WORK ITEM —
Count the lines in the items below that contain the string "clicks", matching case exactly, and reply with the number alone.

AVAILABLE DATA —
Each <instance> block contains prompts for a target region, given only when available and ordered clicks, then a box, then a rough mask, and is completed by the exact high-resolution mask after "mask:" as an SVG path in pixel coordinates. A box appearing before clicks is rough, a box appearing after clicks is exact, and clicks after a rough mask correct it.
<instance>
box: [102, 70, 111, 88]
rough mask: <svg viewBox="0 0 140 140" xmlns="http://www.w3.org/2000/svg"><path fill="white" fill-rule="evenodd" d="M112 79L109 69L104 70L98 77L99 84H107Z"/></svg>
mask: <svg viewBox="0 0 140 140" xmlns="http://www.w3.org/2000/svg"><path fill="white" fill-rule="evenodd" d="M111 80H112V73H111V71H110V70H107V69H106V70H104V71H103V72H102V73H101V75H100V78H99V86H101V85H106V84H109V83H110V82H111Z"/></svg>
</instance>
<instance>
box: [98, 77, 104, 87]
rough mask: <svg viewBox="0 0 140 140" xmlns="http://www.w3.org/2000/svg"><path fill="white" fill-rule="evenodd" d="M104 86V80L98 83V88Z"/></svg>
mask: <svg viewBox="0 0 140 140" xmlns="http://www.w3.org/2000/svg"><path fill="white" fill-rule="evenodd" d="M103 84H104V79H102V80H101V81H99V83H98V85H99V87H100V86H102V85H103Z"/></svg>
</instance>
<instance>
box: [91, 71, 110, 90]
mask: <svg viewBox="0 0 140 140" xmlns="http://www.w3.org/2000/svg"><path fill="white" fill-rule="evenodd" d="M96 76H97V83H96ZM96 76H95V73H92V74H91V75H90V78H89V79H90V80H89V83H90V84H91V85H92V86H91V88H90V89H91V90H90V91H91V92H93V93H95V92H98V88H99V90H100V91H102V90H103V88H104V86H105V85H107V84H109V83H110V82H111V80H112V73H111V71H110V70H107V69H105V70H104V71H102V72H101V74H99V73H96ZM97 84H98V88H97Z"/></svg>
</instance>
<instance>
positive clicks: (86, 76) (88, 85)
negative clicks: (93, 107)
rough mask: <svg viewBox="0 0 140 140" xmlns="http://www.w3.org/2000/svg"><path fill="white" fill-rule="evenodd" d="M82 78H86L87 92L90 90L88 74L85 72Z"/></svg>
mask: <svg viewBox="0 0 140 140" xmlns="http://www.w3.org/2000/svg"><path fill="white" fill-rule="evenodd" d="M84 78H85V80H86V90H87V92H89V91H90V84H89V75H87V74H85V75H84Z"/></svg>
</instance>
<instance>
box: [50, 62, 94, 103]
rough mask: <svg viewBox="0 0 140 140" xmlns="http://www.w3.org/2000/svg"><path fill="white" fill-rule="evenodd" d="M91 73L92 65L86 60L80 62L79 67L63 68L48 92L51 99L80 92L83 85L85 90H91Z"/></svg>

TASK OUTPUT —
3